*** Opening of Task inputs ***

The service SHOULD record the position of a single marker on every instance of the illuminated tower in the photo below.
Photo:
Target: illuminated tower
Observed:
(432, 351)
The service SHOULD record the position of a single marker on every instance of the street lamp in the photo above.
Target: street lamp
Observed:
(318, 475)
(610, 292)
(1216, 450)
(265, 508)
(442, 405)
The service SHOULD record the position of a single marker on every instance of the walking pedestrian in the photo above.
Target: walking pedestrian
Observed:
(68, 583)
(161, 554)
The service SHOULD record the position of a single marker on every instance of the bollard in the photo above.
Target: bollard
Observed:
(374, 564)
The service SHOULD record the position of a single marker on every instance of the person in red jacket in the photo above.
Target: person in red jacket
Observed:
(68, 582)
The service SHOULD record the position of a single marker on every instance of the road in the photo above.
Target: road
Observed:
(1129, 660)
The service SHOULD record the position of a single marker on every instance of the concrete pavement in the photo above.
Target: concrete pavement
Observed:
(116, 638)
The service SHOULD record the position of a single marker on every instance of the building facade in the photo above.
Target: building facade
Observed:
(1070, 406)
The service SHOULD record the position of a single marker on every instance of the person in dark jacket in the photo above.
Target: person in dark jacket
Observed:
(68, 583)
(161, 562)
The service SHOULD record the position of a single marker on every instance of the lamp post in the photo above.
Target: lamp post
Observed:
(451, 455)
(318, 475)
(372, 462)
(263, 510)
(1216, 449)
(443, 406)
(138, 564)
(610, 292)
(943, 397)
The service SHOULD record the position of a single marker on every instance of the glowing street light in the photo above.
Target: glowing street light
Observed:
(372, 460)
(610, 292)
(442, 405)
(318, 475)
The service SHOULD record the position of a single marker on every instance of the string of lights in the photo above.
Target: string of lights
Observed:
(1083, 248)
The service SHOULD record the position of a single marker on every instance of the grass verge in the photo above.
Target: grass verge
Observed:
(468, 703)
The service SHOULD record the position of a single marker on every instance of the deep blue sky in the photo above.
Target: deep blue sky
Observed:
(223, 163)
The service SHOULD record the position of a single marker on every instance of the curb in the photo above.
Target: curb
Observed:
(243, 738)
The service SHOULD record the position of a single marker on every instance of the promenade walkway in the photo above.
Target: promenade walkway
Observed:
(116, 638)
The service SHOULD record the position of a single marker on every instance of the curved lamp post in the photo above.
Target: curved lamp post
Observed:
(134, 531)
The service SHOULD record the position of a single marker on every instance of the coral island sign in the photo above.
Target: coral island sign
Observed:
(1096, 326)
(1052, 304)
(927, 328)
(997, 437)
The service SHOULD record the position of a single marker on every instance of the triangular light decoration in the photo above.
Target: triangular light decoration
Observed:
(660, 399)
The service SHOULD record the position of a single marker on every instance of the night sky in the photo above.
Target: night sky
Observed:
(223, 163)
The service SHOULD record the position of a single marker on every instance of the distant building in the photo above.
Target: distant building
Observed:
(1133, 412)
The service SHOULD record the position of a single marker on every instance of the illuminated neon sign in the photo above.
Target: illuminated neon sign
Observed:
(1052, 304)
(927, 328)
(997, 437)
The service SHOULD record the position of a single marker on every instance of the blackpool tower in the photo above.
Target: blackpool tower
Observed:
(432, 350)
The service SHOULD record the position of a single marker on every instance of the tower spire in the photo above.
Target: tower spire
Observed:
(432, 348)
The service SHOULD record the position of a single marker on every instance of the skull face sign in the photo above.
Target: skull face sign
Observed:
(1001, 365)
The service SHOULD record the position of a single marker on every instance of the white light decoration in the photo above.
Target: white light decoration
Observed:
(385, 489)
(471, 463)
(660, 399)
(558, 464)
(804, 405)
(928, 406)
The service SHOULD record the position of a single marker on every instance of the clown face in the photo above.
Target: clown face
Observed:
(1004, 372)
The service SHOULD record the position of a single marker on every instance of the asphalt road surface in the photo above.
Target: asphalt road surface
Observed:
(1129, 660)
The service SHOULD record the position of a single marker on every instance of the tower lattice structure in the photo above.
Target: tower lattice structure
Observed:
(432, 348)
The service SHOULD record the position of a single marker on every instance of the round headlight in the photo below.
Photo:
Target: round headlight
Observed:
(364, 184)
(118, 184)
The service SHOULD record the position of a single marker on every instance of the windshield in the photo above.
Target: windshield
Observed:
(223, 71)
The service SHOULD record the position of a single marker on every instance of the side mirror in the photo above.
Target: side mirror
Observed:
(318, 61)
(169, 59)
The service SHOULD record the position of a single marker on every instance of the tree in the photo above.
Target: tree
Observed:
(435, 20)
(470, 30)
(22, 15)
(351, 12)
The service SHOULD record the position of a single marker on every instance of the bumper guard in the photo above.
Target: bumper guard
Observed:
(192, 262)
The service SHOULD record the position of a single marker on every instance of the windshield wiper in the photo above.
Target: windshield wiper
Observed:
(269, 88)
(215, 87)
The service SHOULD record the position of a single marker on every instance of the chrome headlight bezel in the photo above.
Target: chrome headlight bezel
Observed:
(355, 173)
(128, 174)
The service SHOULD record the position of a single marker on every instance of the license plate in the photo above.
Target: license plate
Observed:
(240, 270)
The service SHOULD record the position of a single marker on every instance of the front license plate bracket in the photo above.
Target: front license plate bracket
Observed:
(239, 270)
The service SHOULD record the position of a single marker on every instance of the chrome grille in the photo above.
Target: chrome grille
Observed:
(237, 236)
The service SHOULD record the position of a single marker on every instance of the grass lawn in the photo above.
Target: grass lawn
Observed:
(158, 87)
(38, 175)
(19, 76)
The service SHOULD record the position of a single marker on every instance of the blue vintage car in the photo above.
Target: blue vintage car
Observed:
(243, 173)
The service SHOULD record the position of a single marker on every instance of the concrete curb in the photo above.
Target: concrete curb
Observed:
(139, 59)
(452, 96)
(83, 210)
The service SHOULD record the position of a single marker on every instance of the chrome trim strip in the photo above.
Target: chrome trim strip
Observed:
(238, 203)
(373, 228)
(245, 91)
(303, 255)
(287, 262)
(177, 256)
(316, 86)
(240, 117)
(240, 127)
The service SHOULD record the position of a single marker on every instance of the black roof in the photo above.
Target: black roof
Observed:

*** Close of Task inputs ***

Problem to solve - Using the data above, work out how many lines include the word "bumper" and give only that number.

Solved exercise - 2